→ Exercise
Exact copies of all the records are to be printed.

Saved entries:
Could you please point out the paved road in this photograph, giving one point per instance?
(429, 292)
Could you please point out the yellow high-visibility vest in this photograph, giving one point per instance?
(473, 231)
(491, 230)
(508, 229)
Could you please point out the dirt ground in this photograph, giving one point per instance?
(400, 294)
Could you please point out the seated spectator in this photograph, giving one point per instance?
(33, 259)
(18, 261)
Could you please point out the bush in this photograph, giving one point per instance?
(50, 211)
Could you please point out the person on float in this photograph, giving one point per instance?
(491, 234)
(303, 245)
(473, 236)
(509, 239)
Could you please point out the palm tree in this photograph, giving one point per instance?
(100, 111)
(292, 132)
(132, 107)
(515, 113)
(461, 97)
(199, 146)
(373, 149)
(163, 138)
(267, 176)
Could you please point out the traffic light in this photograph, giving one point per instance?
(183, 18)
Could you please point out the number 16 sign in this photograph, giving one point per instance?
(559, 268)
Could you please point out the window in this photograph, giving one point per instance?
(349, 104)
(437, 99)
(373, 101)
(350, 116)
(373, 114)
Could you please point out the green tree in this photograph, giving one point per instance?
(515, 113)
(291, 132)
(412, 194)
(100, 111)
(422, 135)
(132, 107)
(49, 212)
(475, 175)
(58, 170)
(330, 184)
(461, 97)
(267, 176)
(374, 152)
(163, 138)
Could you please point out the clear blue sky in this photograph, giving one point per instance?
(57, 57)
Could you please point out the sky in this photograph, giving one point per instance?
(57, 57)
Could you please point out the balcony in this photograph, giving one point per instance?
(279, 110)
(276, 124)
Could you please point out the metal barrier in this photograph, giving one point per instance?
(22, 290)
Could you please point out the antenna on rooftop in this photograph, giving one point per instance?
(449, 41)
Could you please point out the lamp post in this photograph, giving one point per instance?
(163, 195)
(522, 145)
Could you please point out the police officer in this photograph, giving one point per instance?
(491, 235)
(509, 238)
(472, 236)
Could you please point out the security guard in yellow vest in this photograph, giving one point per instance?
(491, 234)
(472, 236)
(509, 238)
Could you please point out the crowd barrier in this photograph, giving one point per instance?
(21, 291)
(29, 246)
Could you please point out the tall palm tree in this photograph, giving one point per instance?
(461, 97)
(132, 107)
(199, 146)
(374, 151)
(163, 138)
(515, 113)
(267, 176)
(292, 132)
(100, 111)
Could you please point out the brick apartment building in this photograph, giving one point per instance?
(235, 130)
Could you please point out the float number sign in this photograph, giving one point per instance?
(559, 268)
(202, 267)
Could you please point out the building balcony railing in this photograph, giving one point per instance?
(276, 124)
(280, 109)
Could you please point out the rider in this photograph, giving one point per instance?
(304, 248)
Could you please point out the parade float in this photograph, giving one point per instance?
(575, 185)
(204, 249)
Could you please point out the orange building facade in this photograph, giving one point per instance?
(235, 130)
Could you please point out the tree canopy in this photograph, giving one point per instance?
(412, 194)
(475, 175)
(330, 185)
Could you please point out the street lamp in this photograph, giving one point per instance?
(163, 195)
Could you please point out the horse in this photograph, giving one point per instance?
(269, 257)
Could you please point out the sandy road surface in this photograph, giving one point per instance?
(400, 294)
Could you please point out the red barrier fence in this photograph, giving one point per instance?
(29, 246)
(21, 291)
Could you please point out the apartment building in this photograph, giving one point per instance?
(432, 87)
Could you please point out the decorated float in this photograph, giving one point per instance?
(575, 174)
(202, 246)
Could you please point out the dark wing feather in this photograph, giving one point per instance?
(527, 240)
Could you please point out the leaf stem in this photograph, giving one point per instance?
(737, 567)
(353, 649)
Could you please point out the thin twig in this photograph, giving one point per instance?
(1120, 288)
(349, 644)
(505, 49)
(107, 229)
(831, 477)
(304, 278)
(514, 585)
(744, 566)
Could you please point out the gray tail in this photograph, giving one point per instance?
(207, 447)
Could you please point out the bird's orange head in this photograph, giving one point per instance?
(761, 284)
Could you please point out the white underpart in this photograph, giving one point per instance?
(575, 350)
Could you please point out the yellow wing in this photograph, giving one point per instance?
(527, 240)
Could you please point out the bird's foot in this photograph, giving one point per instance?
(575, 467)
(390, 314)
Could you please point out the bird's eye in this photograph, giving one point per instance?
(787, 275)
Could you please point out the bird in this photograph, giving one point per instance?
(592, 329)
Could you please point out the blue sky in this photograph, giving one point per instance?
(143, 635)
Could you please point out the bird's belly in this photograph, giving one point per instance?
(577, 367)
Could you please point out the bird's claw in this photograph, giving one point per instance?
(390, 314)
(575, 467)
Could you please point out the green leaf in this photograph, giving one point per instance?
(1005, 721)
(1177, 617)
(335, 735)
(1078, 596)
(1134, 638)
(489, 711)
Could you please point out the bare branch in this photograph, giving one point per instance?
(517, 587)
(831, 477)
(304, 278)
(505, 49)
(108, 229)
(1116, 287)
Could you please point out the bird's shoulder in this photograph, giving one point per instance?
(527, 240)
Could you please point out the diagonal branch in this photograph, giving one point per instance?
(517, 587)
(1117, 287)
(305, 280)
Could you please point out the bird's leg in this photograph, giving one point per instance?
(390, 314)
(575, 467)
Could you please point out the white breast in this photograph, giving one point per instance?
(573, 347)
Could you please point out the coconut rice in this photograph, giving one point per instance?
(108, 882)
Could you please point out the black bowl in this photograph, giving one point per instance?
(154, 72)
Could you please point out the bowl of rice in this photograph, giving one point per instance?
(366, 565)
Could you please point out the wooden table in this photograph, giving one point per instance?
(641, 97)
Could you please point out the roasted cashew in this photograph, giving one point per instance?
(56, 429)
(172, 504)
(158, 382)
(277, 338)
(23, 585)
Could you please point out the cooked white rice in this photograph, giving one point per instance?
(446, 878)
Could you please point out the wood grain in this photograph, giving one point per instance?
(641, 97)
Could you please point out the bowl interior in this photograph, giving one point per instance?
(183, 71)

→ Solution for this task
Could you please point out the paved road in this photograph, giving one point per instance?
(429, 292)
Could you please point out the yellow high-visibility vest in this photograph, giving one point per instance?
(473, 231)
(491, 230)
(508, 229)
Could you please point out the dirt ground in this photograph, giving one point per instance?
(400, 294)
Could you please point out the seated spectator in this photograph, giving one point per instance?
(33, 259)
(18, 261)
Could you please point out the bush in this photograph, giving one point per instance?
(50, 211)
Could you please point out the person on float in this photograph, giving one point per instance?
(491, 234)
(303, 245)
(473, 236)
(509, 239)
Could you please point out the palm tree in this photograph, giving one point per instance?
(100, 111)
(292, 132)
(132, 107)
(515, 113)
(461, 97)
(199, 146)
(373, 149)
(163, 138)
(267, 176)
Could you please point out the traffic light in this photograph, giving one point per instance?
(183, 18)
Could you please point out the number 16 sign in this photograph, giving one point per instance?
(559, 268)
Could you please point out the window in this photograph, giving one point per instance?
(349, 104)
(437, 99)
(373, 101)
(350, 116)
(373, 114)
Could you please point out the green tree in this photograph, giving one point per instance?
(515, 113)
(291, 132)
(412, 194)
(100, 111)
(422, 135)
(132, 107)
(49, 212)
(475, 175)
(58, 170)
(330, 184)
(461, 97)
(267, 176)
(374, 152)
(163, 138)
Could you please point out the clear blue sky in this photograph, giving one point per instance?
(57, 57)
Could you please point out the sky in this photograph, giving one point per instance?
(57, 57)
Could you please point out the balcony in this photograph, giving one point per instance?
(279, 110)
(276, 124)
Could you please point out the metal barrier in this photograph, giving one point per instance?
(22, 290)
Could you please point out the antenna on rooftop in this photograph, giving one point per instance?
(449, 41)
Could you please point out the lamp post in this photograph, giving one point per instance?
(163, 195)
(522, 145)
Could you please point out the police officer in this photograph, giving one point per instance?
(491, 235)
(509, 238)
(472, 236)
Could you please point out the security guard in yellow vest in this photograph, giving one point per instance?
(491, 234)
(472, 236)
(509, 238)
Could you please point out the crowd barrier in this photograph, giving one point per instance?
(21, 291)
(29, 246)
Could you please point out the tall palm tree in this photograph, giving one point per instance?
(461, 97)
(132, 107)
(199, 146)
(374, 151)
(163, 138)
(515, 113)
(267, 176)
(292, 132)
(100, 111)
Could you please point out the brick apartment building in this photograph, giving one point per instance?
(235, 130)
Could you please point out the float number sign in this photograph, giving one point per instance?
(559, 268)
(202, 267)
Could you please point out the building balcony railing in this photograph, giving one point per instance?
(276, 124)
(280, 109)
Could you please point out the rider in this photograph, giving one point per instance?
(304, 248)
Could you please point out the parade float in this photograph, giving one point per instance?
(575, 185)
(204, 249)
Could you please point out the orange building facade in this photograph, giving one point per instance?
(235, 130)
Could you please point out the tree canopy in this photograph, giving one point per instance?
(412, 194)
(475, 175)
(330, 185)
Could you please point out the street lamp in this photograph, giving one point per instance?
(163, 195)
Could you please point out the horse in this photograph, giving one point per instance?
(269, 257)
Could you please point out the sandy road surface in this photograph, giving one point per instance?
(400, 294)
Could you please point out the red barrier fence in this photograph, giving one point per instance?
(29, 246)
(21, 291)
Could you please point out the apartment building in this photograph, giving one point per instance?
(432, 87)
Could you please point out the decorated float in this photograph, giving one point per instance?
(575, 174)
(202, 246)
Could you please point out the dark wing feather in this photograph, giving one point per instance?
(527, 240)
Could you please point out the leaf stem in this photograph, giving one point per instance?
(737, 567)
(353, 649)
Could you please point out the thin twig in this photograph, giving one point per instance?
(1120, 288)
(349, 644)
(505, 49)
(107, 229)
(831, 477)
(304, 278)
(514, 585)
(744, 566)
Could you please point out the gray tail in this photograph, giving one point per instance?
(207, 447)
Could you please point out the bird's orange head in this photograph, giving one point per instance?
(761, 284)
Could you please point out the white underpart in this photograph, giving one point per instance?
(575, 350)
Could you please point out the yellow wing in this photograph, giving one point per instance?
(527, 240)
Could you please point out the bird's foot in this photograph, giving one point per instance?
(575, 467)
(390, 314)
Could you please point out the bird's eye in this photograph, giving one point per instance?
(787, 275)
Could you please point out the bird in this photograph, giving one point per instance?
(592, 329)
Could you please point out the blue sky in this photograph, giving one point per instance?
(143, 635)
Could you please point out the bird's belly in this photograph, giving one point per instance?
(577, 367)
Could you please point out the bird's claw in this photograph, giving one point per instance?
(390, 314)
(575, 467)
Could you please point out the green leaf in this photograph, giving one point per instance?
(1005, 721)
(1177, 617)
(335, 735)
(1078, 596)
(1134, 638)
(489, 711)
Could you please point out the bare branch in this photograph, giving one point per instance?
(517, 587)
(831, 477)
(304, 278)
(505, 49)
(108, 229)
(1116, 287)
Could you please point out the bird's shoulder in this photograph, giving one point per instance?
(527, 240)
Could you please point out the diagonal branch in this photograph, giving one point per instance?
(517, 587)
(1117, 287)
(305, 280)
Could you please point out the bird's leg in this photograph, giving one point per instance?
(390, 314)
(575, 467)
Could you please point out the white breast in this photograph, giving one point per instance?
(573, 347)
Could you please point out the coconut rice in this photograph, giving one point per instance?
(108, 882)
Could you please point out the black bowl in this photograph, giving one point per instance?
(154, 72)
Could you please point out the bowl of rice in this photograph, giving one point per instance?
(366, 565)
Could you please point out the wooden table in this photograph, giving one point per instance?
(641, 97)
Could you please point out the roasted cashew in this photograph, giving one point per instance?
(56, 429)
(172, 504)
(158, 382)
(277, 338)
(23, 585)
Could you please point out the cooked white rice in this photograph, giving one point per instance?
(446, 878)
Could you please point out the wood grain in this photograph, giving one point per instance?
(641, 97)
Could you please point out the bowl interior in this photograph, giving one point per instance?
(183, 71)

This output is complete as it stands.